◆ **TEXTO FORNECIDO**
+++++
A realidade tem muito mais força do que, em geral, imaginamos.
Por isso, ela irrompe e manifesta-se quando menos se espera e a propósito do que menos se espera.
Manifesta-se de diversas maneiras, por vias diferentes e, inclusive, através daquelas que, em regra, servem para a escamotear.
Agora, em tempos de pandemia, ela tem-se evidenciado com frequência, revelando-nos a todos e, sobretudo àqueles que a querem ocultar os seus lados mais desagradáveis, mesmo que mais verdadeiros.
Revelou-se, aquando do primeiro confinamento nas caras perdidas e corpos encolhidos dos sem abrigo que ninguém sabia onde fazer recolher, mas que, devido às ruas desertas, emergiam, então, mais evidentes aos olhos de todos.
Dada essa inesperada evidência, logo se mobilizaram os mais altos responsáveis políticos do país, prometendo, para breve, soluções capazes de minimizar o problema dessas muitas pessoas escorraçadas da sociedade e, nalguns casos, mesmo da própria vida.
O tempo passou, entretanto, e os sempre empolgados media, já distraídos com assuntos menores, pouco mais disseram sobre o assunto.
A realidade revelou-se, ainda, na patente falta de condições das habitações de muitos portugueses que, além de prejudicarem diretamente a sua saúde, dificultaram, entretanto, a sua vida, quando, por exemplo, quiseram cumprir com as novas obrigações laborais do teletrabalho.
Revelou-se nos processos sobre a corrupção e na ruinosa, ou abusadora, gestão financeira de alguns bancos e, depois de um aparente sobressalto cívico, escondeu-se, de novo, debaixo das dificuldades da intervenção judicial que, aliás, pouco mais pôde fazer do que procurar agarrar e desvendar as pontas do seu iceberg.
A realidade, reapareceu, todavia, ainda mais feia – como, por vezes, ela é de facto – aquando das transmissões televisionadas das audições parlamentares de algumas individualidades que, direta ou indiretamente, para aqueles escândalos da gestão da banca muito contribuíram.
Por mais que as queiram esconder, elas são hoje a cara risível, mas nem por isso menos escandalosa, de um sector muito significativo do nosso empresariado e dos nossos gestores.
+++++
◆ **INFORMAÇÃO FORNECIDA**
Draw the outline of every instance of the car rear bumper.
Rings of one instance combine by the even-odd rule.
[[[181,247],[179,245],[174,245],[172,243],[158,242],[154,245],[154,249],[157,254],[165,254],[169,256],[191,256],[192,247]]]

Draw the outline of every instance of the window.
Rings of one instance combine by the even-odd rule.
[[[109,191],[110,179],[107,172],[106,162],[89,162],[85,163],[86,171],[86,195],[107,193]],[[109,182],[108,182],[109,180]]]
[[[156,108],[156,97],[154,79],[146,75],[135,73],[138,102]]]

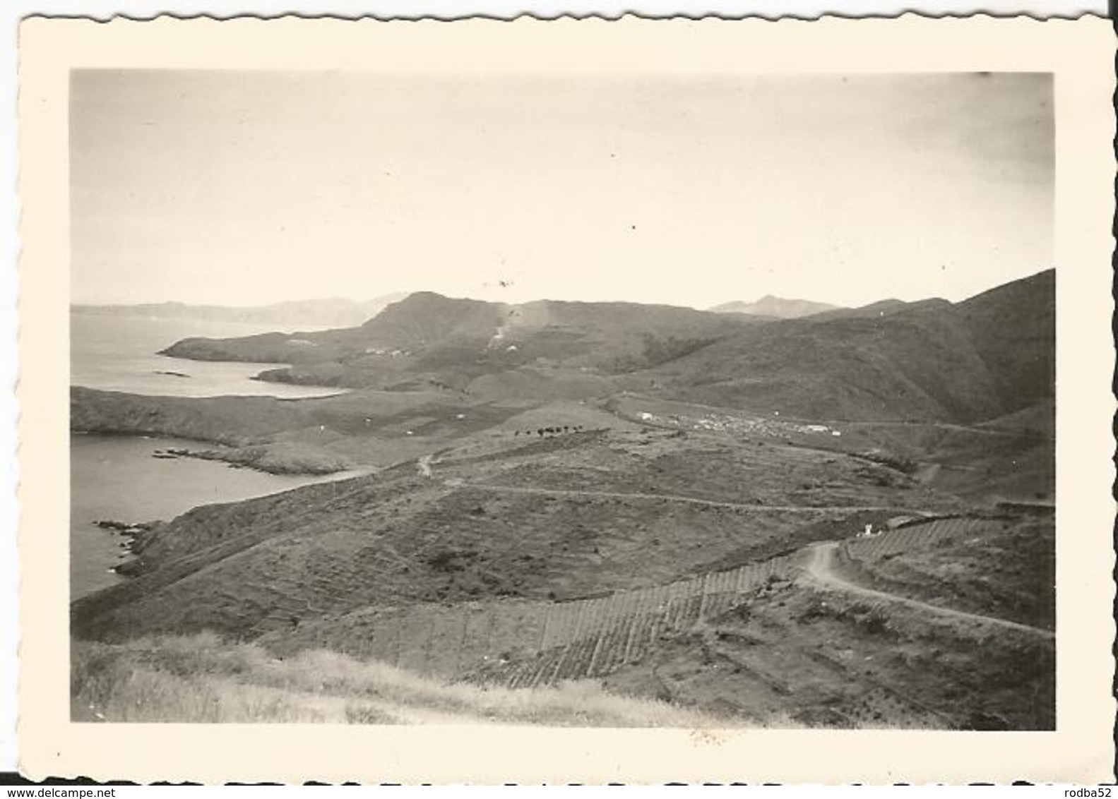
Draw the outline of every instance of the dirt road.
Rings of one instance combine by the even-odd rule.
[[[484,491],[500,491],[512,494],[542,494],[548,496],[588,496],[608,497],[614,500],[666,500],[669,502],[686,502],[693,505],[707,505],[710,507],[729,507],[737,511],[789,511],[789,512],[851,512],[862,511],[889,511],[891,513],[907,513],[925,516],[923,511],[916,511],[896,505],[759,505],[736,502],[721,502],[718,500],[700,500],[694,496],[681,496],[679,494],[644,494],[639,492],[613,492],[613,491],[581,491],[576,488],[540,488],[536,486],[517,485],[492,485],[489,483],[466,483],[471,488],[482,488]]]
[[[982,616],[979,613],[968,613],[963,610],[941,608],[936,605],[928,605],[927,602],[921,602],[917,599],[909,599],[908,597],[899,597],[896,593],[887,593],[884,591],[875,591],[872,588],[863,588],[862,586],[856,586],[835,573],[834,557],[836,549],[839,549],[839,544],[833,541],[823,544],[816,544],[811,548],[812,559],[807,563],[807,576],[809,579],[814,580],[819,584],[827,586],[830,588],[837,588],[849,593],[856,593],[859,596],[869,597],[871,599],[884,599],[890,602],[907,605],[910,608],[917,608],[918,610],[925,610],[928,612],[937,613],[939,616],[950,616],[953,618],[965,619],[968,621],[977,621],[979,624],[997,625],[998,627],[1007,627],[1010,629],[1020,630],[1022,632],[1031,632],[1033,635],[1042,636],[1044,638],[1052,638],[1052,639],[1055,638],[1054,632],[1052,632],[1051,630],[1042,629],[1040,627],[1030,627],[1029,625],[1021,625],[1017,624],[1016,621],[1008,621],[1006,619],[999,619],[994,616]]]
+++++
◆ **VERIFIQUE A COMPREENSÃO**
1. No texto sobre a realidade em tempos de pandemia, o que prometeram os mais altos responsáveis políticos do país perante a evidência dos sem abrigo?
2. Continue o texto sobre a realidade em tempos de pandemia a partir da última frase apresentada.
As entradas constituem material à parte, sem relação com o texto sobre a realidade em tempos de pandemia.

◆ **RESPOSTAS ÀS TAREFAS**
1. Prometeram, para breve, soluções capazes de minimizar o problema dessas muitas pessoas escorraçadas da sociedade.

2.
Revelou-se, ainda, na mais que evidente guerra comercial entre os diferentes produtores das vacinas contra a Covid e entre estes e alguns países delas mais carecidos, mesmo que, por sua causa, ela possa estar a conduzir, diretamente, a um quase genocídio na India e em outras partes do mundo.
Revelou-se de novo, agora, inesperadamente, em vésperas da Cimeira Social da União Europeia, a propósito as condições dos imigrantes que povoam o Sul do nosso país e aí desenvolvem a agricultura em semiescravatura; consentida por uns, negligenciada e escondida por outros e, sobretudo, aproveitada por muitos dos de sempre naquela zona do país.
Revelar-se-á – se alguém quiser nisso reparar – na evidente escravidão dos mendigos, distribuídos, estrategicamente e com regularidade, pelos recantos das nossas cidades e vilas, por redes de exploração e tráfico de seres humanos: neste caso com a agravante de nela se incluírem velhos e crianças, muitas das quais aparentemente drogadas, para se manterem quietas durante o muito tempo que passam ao colo das suas supostas mães.
A realidade revela-se, também, mesmo que embrulhada em frios números e discursos académicos, na destapada polémica sobre a riqueza e a pobreza dos portugueses travada entre as Professoras Doutoras Raquel Varela e Susana Peralta.
A realidade, de uma maneira ou de outra, vem, episodicamente, mostrando-se sempre nua e crua, e só nela não repara quem, por todos os meios, a quer afastar dos próprios olhos ou dos olhos alheios.
Ela surge escorregadia e mesmo atrevida, por vezes, nos pontos mortos das câmaras e ecrãs da televisão e não se deixa intimidar pelos compadrios noticiosos dos que só gostam mesmo de revelar os alarmes chocados e chocantes daqueles para quem solidariedade humana se cinge à família ou ao clã a que pertencem.
A realidade, que poucos querem nomear, é, na verdade, a alargada e irritante pobreza – ou a miséria – de muitos dos que nos rodeiam, que fingimos ignorar, e que resulta, tão só, da má distribuição da riqueza gerada no país e da sua apropriação desproporcionada e, em muitos casos, indevida e mesmo criminosa, por uma minoria de pessoas.
E é esta realidade dura, que, quando se manifesta, sempre nos parece surpreender que é preciso, antes de tudo, discutir, combater a sério e resolver de facto.
Veremos o que, para além dos discursos empolgantes e das declarações de princípios sempre enfáticas, redundará de útil, a este propósito, dos tão celebrados resultados da recente Cimeira Social da União Europeia.